# TEXT EXCERPT

════════

We partnered with the New Jersey Re-entry Corporation, providing linkages back to Bergen New Bridge Medical Center primary care providers, and specialists. When people left incarceration, they were assigned to community social workers through the New Jersey Re-entry Corporation, and when they got to the social worker’s office, there was a room with a Bergen New Bridge Medical Center iPad and connection to our doctors. They were able to do a little history and a quick physical exam, get their medication, and be connected back up to us for future care. I think those are the equity issues that we’re focused on.
Community equity begins with equity from within the organization. We actively recruit not only the best people for our staff opportunities, but people representing the rich diversity of those who seek our care. We invest in developing people. We have our own certified nursing assistant (CNA) school at Bergen New Bridge. There’s a huge shortage of CNAs across the country. It’s a challenging job, and I herald my staff every time I see them. We identified a need, so we partnered with Bergen Community College and created our own CNA school right here on site. We had to put it on hiatus for COVID, but, when people graduate from the school, we give them jobs at our medical center. We’re going to create apprentice and intern training program for the trades — heating, ventilation, and air conditioning technicians, auto technicians, and plumbing professionals.
There’s so much more to equity than the color of the skin of your management team. That’s part of it, of course, but it’s about everything. I’m a Latina woman, growing up in an underserved family, which adds to my ability to lead the organization into different places and a recognition and respect of what our communities need.
Is there anything else that you would like to share or anything that you wish we had asked you?
We are a unique organization. I have an acute care background, and I’ve been at hospitals throughout New Jersey and New York for many years, but Bergen New Bridge Medical Center is a unicorn of hospitals, and it’s a very special place. It’s been in the community for 105 years. It was opened by the freeholders (now county commissioners) and was called Bergen County Isolation Hospital. It was opened to serve the public health needs of the communities of the time; back then it was tuberculosis and polio. If you fast forward 105 years, we’re still in the community serving the public health needs of our communities. It’s just that now it’s mental health, addiction services, geriatric care, and chronic conditions. It’s incredibly fascinating to watch the history of this organization and its evolution to modern-day time.

════════

# DATA FOR ANALYSIS
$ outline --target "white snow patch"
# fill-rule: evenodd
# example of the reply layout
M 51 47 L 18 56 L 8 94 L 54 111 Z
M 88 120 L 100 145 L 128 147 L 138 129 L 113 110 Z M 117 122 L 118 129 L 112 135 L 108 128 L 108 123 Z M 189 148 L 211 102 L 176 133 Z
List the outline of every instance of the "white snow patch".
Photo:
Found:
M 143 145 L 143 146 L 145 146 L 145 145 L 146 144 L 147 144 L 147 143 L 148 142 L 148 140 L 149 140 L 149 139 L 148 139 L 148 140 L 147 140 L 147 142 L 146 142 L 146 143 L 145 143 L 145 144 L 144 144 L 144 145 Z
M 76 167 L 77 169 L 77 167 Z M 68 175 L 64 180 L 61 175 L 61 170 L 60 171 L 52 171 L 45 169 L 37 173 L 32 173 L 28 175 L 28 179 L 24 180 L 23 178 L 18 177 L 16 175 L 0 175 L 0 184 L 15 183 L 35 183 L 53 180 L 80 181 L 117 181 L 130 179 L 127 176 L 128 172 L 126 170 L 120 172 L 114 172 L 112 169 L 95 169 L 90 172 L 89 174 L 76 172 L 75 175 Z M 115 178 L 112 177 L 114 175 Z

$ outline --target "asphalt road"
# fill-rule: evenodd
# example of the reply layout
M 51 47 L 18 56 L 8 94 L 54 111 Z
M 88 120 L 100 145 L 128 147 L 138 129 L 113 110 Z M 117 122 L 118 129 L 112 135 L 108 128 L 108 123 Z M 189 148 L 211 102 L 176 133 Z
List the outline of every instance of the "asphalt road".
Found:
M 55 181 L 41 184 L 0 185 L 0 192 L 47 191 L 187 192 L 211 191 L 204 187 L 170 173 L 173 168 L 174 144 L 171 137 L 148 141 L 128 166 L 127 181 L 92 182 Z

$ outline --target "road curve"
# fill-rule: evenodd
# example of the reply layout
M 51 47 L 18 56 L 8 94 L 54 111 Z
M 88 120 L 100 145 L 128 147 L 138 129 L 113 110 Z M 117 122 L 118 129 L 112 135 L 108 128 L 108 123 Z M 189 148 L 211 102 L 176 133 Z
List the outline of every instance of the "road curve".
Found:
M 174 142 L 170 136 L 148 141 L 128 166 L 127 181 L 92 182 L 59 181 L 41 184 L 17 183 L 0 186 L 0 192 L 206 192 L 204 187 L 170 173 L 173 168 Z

════════

# WHAT YOU SHOULD DO
Answer these questions using the Bergen New Bridge Medical Center excerpt, one per line:
(a) Through which organization were people leaving incarceration assigned to community social workers?
(b) Which college did the medical center partner with to create its CNA school?
(c) What was the hospital called when it first opened?

# OUTPUT FOR THIS TASK
(a) The New Jersey Re-entry Corporation
(b) Bergen Community College
(c) Bergen County Isolation Hospital